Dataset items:
:::

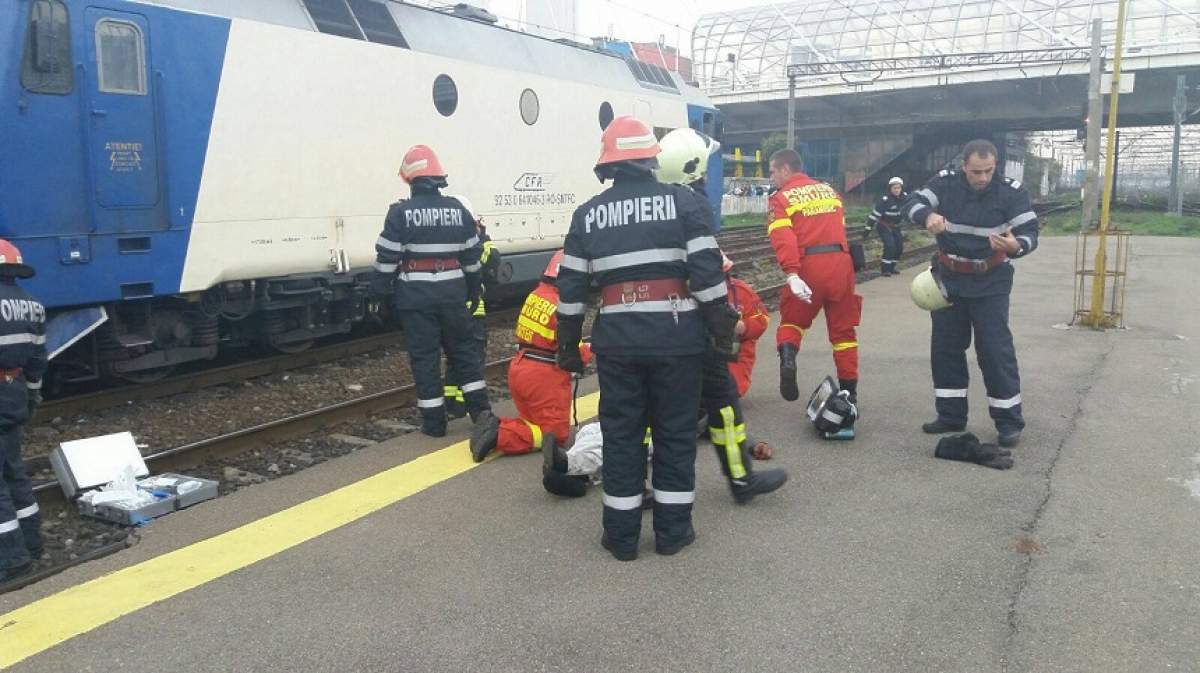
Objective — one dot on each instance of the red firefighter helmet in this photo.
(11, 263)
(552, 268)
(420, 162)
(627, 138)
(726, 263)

:::

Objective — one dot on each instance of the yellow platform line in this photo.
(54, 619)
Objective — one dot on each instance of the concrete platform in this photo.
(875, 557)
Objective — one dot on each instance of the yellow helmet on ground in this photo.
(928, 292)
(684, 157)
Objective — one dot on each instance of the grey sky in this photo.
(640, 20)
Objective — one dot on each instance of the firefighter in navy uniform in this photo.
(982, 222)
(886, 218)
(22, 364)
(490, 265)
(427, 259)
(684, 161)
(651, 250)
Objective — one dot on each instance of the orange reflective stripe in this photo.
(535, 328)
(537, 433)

:::

■ BRIEF
Report every line of the data above that contains the word "instance", copying each such line in full.

■ EXPECTED ANSWER
Objective — one dot on each instance of the red firefighter helmet in this photo.
Objective — one dot on each instance of the yellow platform line in this photo.
Objective — one dot on each instance of the concrete platform in this photo.
Objective — one dot on each instance of the yellow helmet on ground in this photo.
Objective — one dot on each instance of the grey sky in this photo.
Objective — one dot on each instance of the firefighter in navy uniform in this photo.
Objective — one dot on each instance of the orange reflective stripe in this photo.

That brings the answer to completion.